The District Court first determined, as a threshold matter, that it had jurisdiction over the Hospitals’ challenge to the Exclusion Rule, rejecting an argument from HHS that the Hospitals had failed to exhaust their administrative remedies. Specifically, the District Court held that the PRRB’s jurisdictional dismissal of the Hospitals’ claims was improper as the PRRB did not fulfill its obligation to gather the necessary information to determine jurisdiction. The District Court further held that sending the case back to the PRRB would be futile as the PRRB lacked the constitutional authority to adjudicate the legal question at hand—whether the Exclusion Rule violated the Medicare Statute.

After rejecting the jurisdictional challenges, the District Court agreed with the Hospitals on the merits, ruling that the Exclusion Rule was inconsistent with the plain text of the Medicare statute under the Administrative Procedures Act. Applying Fifth Circuit precedent, the District Court determined that the Exclusion Rule directly contradicted the plain text of Medicare Statute, which requires the inclusion of days for patients eligible for Medicaid, as well as those treated as such under a demonstration project authorized by HHS, in the Medicaid Fraction used to calculate DSH payment adjustments. The District Court highlighted that the Fifth Circuit had already rejected similar arguments by HHS, clarifying that the Exclusion Rule improperly excluded patient days that should have been counted.[1]

Notably, while the Court granted declaratory relief, it also determined that a permanent injunction was not warranted, as the Hospitals failed to demonstrate irreparable harm—a necessary requirement for such relief. Rather, the District Court found vacatur to be the appropriate remedy as a less drastic measure to address the unlawful overreach of the Exclusion Rule. Thus, by vacating the Exclusion Rule, the decision restores the inclusion of UCC‑funded patient days in the Medicaid Fraction, potentially increasing DSH payments for qualifying hospitals.

→ EXTRACTED INFORMATION

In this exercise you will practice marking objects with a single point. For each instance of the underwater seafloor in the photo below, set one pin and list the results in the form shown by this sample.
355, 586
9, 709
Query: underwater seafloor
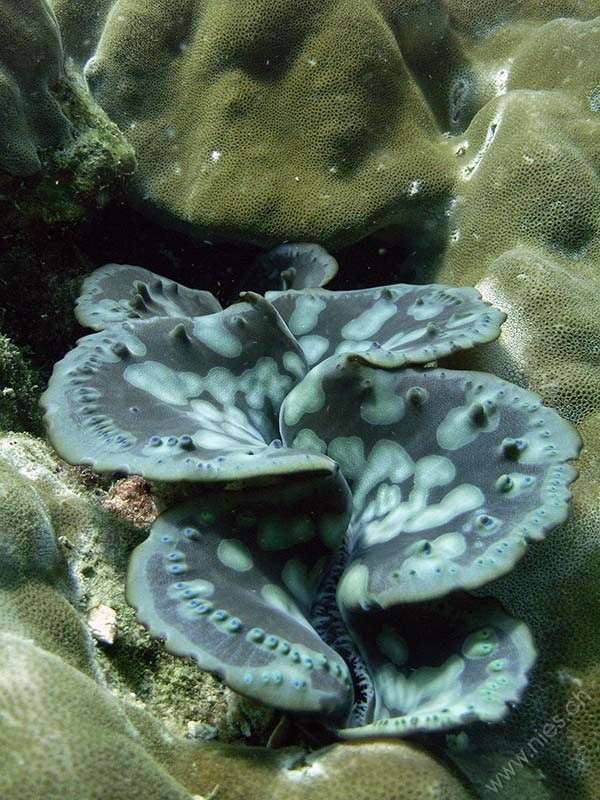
453, 142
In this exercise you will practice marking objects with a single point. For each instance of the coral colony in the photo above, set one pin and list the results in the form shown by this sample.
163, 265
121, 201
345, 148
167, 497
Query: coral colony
339, 495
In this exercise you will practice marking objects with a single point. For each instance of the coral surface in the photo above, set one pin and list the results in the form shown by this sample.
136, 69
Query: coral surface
253, 122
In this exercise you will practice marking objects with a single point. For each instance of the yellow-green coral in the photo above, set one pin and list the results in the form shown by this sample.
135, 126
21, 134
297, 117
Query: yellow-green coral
262, 121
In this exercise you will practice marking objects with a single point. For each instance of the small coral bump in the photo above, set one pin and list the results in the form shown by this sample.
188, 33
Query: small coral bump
179, 334
138, 303
256, 635
512, 448
417, 396
504, 483
477, 414
120, 349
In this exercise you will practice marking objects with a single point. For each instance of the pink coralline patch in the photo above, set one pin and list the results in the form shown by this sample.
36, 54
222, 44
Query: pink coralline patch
132, 500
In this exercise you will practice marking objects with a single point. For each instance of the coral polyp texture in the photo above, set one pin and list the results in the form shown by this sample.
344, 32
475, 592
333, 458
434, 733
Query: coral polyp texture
251, 121
345, 499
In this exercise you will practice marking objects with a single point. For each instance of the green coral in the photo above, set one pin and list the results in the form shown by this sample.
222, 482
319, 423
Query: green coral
18, 390
65, 736
59, 153
252, 121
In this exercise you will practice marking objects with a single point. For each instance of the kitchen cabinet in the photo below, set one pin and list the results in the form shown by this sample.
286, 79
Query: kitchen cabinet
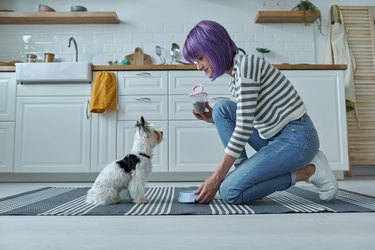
7, 120
323, 93
194, 145
53, 128
103, 138
104, 17
143, 93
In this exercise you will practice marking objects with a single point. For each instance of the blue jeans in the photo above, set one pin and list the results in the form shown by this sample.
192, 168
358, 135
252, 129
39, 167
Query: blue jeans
272, 168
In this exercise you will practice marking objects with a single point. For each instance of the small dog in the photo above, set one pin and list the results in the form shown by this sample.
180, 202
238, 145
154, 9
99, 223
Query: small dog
131, 172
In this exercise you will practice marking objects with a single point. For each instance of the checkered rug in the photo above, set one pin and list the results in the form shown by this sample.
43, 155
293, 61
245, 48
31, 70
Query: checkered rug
71, 201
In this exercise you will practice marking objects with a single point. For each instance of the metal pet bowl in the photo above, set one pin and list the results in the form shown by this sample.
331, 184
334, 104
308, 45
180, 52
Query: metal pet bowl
187, 196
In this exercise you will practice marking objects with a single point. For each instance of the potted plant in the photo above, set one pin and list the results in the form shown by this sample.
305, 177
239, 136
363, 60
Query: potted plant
306, 5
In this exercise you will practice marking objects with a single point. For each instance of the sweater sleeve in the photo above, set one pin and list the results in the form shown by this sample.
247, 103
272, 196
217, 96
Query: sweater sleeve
247, 92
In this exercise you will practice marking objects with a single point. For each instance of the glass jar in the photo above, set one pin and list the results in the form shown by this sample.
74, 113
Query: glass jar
31, 58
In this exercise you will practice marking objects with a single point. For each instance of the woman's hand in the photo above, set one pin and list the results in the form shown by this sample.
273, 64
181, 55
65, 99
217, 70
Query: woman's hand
206, 116
207, 191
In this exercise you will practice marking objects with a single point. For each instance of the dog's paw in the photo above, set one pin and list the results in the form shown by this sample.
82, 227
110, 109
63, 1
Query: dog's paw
141, 201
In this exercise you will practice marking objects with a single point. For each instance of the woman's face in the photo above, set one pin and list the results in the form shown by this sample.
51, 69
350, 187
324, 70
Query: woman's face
204, 64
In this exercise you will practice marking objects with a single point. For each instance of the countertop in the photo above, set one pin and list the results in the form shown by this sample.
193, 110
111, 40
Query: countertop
283, 66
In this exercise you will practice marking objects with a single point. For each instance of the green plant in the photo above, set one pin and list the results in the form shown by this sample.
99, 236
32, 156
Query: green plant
306, 5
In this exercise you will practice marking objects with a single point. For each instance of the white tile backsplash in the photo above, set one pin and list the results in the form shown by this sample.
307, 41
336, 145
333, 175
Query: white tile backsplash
146, 24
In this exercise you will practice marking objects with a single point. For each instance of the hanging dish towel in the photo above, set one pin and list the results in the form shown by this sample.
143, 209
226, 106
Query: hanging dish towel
104, 92
337, 52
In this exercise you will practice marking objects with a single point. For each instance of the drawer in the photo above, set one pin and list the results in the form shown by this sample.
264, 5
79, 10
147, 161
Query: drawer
151, 107
181, 107
142, 82
181, 82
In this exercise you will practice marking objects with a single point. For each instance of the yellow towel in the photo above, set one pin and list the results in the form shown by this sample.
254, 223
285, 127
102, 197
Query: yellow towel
104, 92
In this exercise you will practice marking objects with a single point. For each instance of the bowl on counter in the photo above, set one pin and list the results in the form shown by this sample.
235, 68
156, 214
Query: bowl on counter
77, 8
45, 8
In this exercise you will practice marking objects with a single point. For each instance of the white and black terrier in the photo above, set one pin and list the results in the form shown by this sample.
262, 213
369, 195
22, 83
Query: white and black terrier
131, 172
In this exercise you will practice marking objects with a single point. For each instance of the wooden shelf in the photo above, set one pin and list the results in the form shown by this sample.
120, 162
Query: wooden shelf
109, 17
292, 16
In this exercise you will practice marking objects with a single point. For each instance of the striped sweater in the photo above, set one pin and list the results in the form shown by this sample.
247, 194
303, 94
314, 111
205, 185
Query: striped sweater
266, 100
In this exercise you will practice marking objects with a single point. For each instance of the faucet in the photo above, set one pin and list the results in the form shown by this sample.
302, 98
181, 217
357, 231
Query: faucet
75, 47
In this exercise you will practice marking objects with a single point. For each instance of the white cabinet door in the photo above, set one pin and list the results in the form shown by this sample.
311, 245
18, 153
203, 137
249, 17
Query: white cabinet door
52, 134
103, 140
142, 82
6, 146
7, 96
323, 94
152, 107
181, 83
125, 137
7, 120
194, 147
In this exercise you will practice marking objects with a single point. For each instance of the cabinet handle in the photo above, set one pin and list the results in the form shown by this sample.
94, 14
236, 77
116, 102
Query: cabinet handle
144, 74
88, 109
144, 99
219, 98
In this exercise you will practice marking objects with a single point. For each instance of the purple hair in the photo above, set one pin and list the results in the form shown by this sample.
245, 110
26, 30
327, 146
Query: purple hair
210, 39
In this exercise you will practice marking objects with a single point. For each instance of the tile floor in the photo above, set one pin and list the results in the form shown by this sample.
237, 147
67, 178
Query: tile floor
292, 231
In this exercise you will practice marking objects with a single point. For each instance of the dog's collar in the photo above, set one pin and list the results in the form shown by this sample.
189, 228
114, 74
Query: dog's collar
145, 155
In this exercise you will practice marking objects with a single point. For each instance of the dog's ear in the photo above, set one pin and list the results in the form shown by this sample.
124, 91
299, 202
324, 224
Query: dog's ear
141, 123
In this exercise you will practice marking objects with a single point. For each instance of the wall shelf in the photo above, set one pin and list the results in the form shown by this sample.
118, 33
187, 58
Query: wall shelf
292, 16
109, 17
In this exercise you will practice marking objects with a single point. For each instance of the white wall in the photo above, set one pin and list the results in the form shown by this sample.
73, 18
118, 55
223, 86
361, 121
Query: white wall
147, 23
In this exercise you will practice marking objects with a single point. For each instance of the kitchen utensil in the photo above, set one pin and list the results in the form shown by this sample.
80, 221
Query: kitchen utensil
175, 51
185, 63
138, 57
158, 52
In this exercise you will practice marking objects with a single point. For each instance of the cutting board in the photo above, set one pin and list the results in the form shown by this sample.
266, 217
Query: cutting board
138, 57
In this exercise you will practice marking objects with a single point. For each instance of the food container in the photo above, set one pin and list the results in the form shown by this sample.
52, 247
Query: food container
45, 8
77, 8
199, 98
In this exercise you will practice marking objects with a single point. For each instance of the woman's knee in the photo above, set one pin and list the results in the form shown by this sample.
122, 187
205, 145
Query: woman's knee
223, 108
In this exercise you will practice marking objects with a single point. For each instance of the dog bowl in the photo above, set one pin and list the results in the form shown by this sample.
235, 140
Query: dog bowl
187, 196
77, 8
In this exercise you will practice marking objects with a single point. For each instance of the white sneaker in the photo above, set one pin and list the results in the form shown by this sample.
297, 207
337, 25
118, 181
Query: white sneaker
323, 178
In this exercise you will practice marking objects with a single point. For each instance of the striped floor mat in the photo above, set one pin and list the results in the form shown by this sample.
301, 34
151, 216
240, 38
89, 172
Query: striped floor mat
71, 201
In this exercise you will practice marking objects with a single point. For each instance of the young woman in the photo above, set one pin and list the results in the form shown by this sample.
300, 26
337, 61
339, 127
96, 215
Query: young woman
267, 113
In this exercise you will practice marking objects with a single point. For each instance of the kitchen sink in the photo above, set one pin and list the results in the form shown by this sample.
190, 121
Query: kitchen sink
62, 72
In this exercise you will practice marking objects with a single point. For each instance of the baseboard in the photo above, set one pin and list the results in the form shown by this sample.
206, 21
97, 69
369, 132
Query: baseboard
363, 170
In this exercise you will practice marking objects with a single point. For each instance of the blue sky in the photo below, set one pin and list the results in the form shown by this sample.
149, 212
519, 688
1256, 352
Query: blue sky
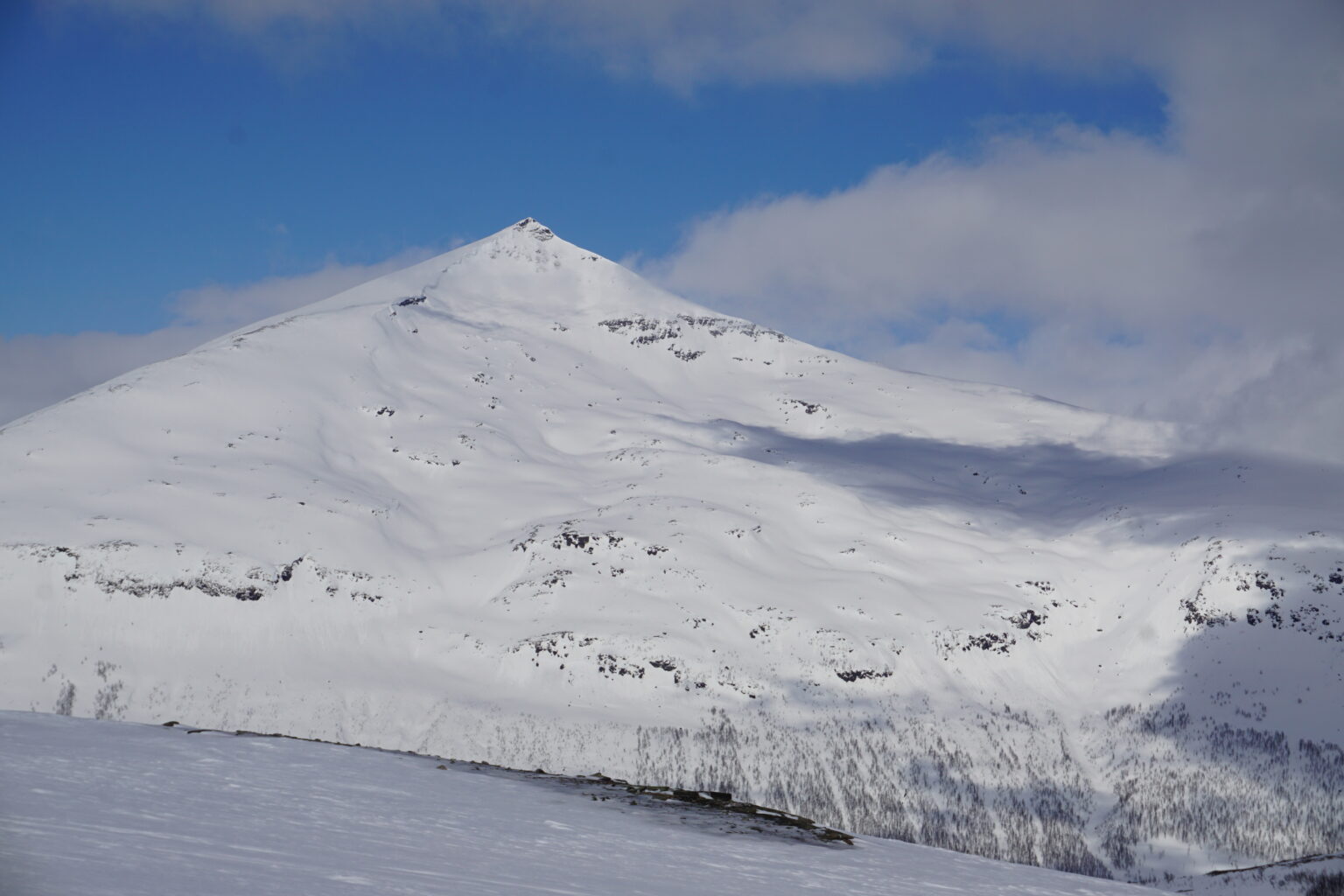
1132, 206
159, 158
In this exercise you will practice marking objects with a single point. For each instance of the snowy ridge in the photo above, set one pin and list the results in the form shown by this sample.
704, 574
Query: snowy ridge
515, 502
225, 815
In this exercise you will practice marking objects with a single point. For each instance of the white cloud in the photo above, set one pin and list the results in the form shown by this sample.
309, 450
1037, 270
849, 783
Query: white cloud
1195, 277
38, 371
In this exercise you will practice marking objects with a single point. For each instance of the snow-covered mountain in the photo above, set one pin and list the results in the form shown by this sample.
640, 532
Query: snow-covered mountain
116, 808
518, 504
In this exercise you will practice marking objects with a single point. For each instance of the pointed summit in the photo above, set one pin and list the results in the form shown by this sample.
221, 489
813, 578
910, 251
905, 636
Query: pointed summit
536, 228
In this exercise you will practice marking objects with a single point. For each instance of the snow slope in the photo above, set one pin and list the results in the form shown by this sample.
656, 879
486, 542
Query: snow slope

→ WORK TO COMPLETE
**a)** In the passage on the court ruling, rewrite the stretch from "Notably, while the" through "for qualifying hospitals.", changing "permanent injunction" to "preliminary injunction".
**b)** According to the passage on the court ruling, what remedy did the District Court find appropriate?
The material is separate from the passage on the court ruling.

→ EXERCISE RESULTS
**a)**
Notably, while the Court granted declaratory relief, it also determined that a preliminary injunction was not warranted, as the Hospitals failed to demonstrate irreparable harm—a necessary requirement for such relief. Rather, the District Court found vacatur to be the appropriate remedy as a less drastic measure to address the unlawful overreach of the Exclusion Rule. Thus, by vacating the Exclusion Rule, the decision restores the inclusion of UCC‑funded patient days in the Medicaid Fraction, potentially increasing DSH payments for qualifying hospitals.

**b)** Vacatur of the Exclusion Rule.